■ **Exercise objective**
Every line of the data that includes "below" should be copied out.
* * *
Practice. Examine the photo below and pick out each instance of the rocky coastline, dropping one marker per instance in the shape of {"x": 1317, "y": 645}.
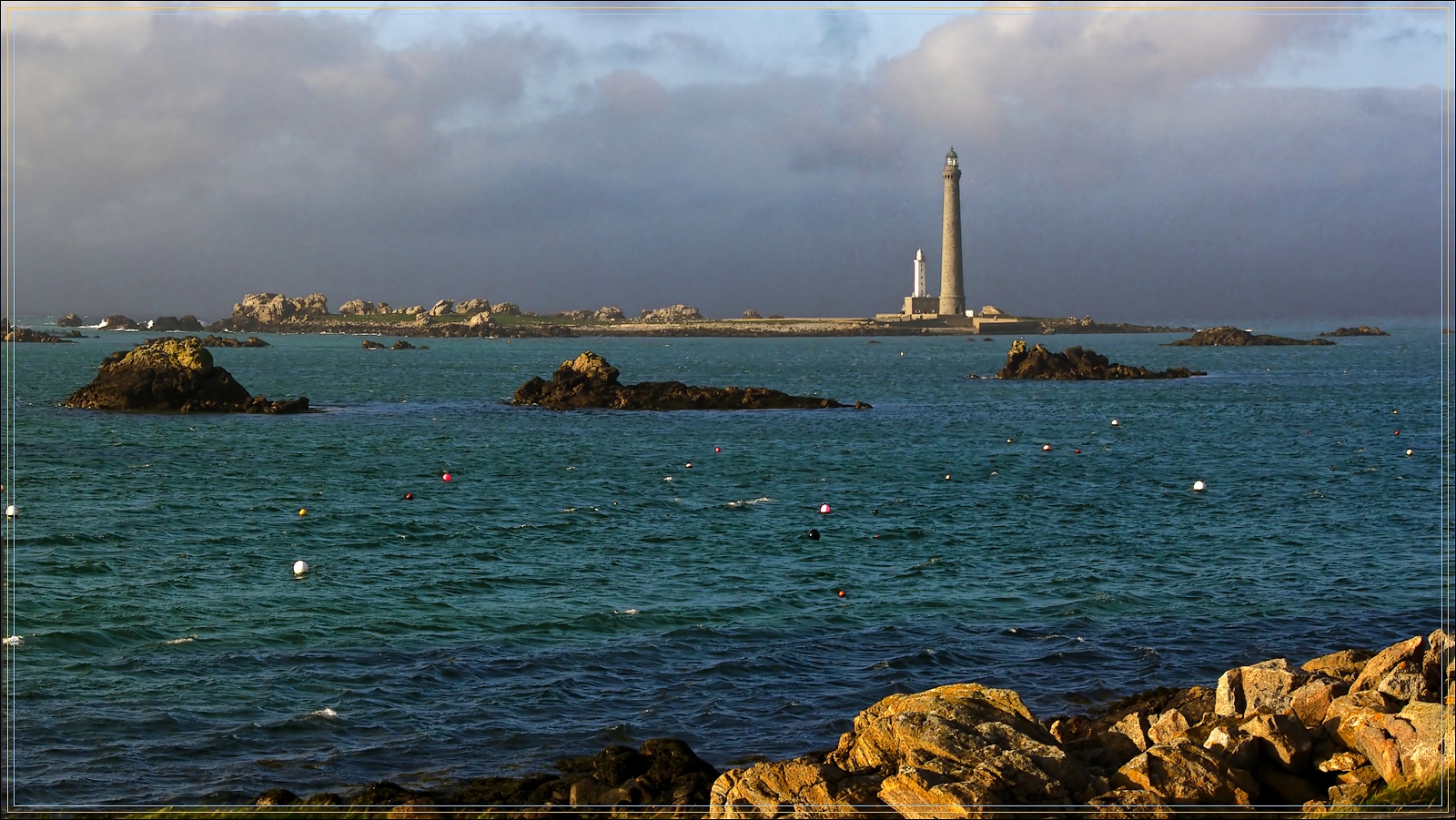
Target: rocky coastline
{"x": 1077, "y": 364}
{"x": 590, "y": 382}
{"x": 1235, "y": 337}
{"x": 1270, "y": 737}
{"x": 172, "y": 375}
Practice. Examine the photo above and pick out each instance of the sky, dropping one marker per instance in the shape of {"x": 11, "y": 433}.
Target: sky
{"x": 1132, "y": 164}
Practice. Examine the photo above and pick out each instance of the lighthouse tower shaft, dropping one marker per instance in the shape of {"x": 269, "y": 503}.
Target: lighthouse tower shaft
{"x": 953, "y": 278}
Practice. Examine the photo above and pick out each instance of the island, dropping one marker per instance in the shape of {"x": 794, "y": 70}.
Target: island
{"x": 1234, "y": 337}
{"x": 1360, "y": 331}
{"x": 172, "y": 376}
{"x": 480, "y": 318}
{"x": 1340, "y": 730}
{"x": 1077, "y": 364}
{"x": 592, "y": 382}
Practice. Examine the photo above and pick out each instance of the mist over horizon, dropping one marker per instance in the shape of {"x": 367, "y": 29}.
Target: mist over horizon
{"x": 1130, "y": 167}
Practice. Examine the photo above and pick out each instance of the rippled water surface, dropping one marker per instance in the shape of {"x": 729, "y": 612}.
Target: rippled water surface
{"x": 577, "y": 584}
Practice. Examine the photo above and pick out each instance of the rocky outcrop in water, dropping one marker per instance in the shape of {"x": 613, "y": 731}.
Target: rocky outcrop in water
{"x": 1234, "y": 337}
{"x": 273, "y": 310}
{"x": 118, "y": 322}
{"x": 592, "y": 382}
{"x": 172, "y": 376}
{"x": 1329, "y": 733}
{"x": 165, "y": 324}
{"x": 229, "y": 341}
{"x": 1077, "y": 364}
{"x": 672, "y": 313}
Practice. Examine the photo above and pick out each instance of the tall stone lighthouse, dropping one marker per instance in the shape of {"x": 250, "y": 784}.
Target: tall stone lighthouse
{"x": 953, "y": 280}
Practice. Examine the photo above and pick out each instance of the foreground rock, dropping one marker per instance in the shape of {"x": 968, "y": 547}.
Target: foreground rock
{"x": 172, "y": 376}
{"x": 590, "y": 382}
{"x": 1234, "y": 337}
{"x": 9, "y": 334}
{"x": 1077, "y": 364}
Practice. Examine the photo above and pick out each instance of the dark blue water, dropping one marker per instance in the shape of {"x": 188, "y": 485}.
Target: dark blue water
{"x": 575, "y": 584}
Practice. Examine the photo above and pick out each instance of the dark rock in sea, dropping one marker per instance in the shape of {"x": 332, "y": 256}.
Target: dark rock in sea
{"x": 188, "y": 322}
{"x": 118, "y": 322}
{"x": 1234, "y": 337}
{"x": 9, "y": 334}
{"x": 590, "y": 382}
{"x": 229, "y": 341}
{"x": 277, "y": 797}
{"x": 1360, "y": 331}
{"x": 172, "y": 376}
{"x": 662, "y": 774}
{"x": 1077, "y": 364}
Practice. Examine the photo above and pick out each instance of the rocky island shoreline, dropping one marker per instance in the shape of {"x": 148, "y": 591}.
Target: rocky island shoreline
{"x": 590, "y": 382}
{"x": 171, "y": 375}
{"x": 1270, "y": 737}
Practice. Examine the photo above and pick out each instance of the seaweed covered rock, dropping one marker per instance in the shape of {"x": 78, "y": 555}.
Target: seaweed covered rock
{"x": 1077, "y": 364}
{"x": 171, "y": 376}
{"x": 592, "y": 382}
{"x": 1234, "y": 337}
{"x": 9, "y": 334}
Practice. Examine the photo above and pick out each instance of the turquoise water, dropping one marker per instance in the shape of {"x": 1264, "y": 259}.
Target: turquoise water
{"x": 575, "y": 584}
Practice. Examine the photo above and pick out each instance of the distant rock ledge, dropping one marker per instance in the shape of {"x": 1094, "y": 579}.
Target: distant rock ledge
{"x": 172, "y": 376}
{"x": 592, "y": 382}
{"x": 1077, "y": 364}
{"x": 1269, "y": 739}
{"x": 1234, "y": 337}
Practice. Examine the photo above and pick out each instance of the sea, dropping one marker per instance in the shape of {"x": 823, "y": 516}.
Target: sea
{"x": 593, "y": 579}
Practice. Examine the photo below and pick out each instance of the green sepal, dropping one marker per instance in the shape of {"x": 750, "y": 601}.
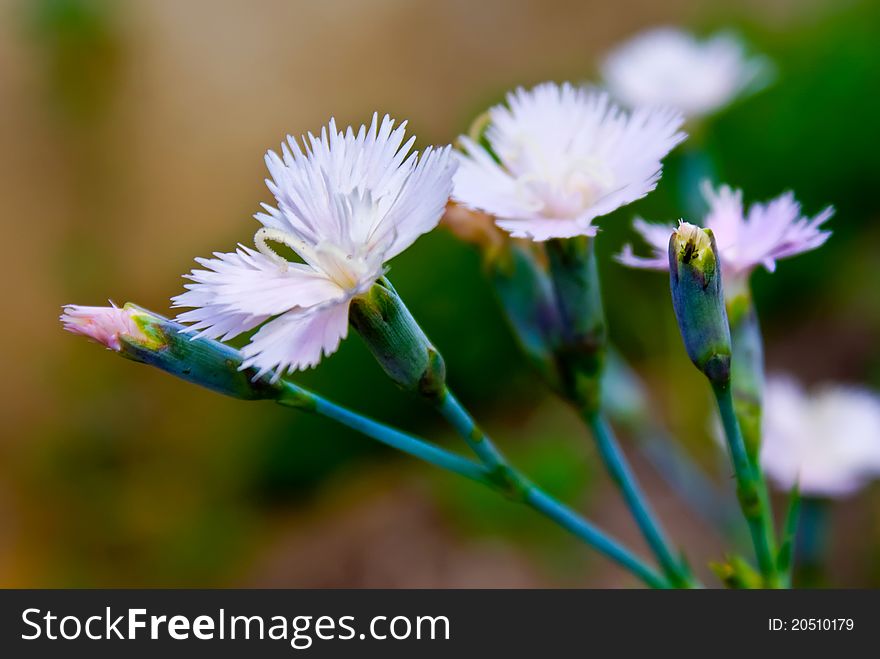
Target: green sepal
{"x": 397, "y": 342}
{"x": 164, "y": 344}
{"x": 698, "y": 300}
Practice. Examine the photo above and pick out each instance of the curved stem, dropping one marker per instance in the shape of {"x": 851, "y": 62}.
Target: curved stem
{"x": 453, "y": 411}
{"x": 519, "y": 488}
{"x": 577, "y": 525}
{"x": 621, "y": 473}
{"x": 751, "y": 489}
{"x": 301, "y": 399}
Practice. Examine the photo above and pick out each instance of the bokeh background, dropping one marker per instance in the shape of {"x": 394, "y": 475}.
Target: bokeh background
{"x": 131, "y": 141}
* * *
■ **Answer box**
Practice. Examine the photo below and pick out each instance of the rocky coastline, dropping one marker per instance in the shape of {"x": 1317, "y": 645}.
Practice. Examine the photo below and pick out each instance of the green sepal, dropping one marker per instance in the shape of {"x": 750, "y": 601}.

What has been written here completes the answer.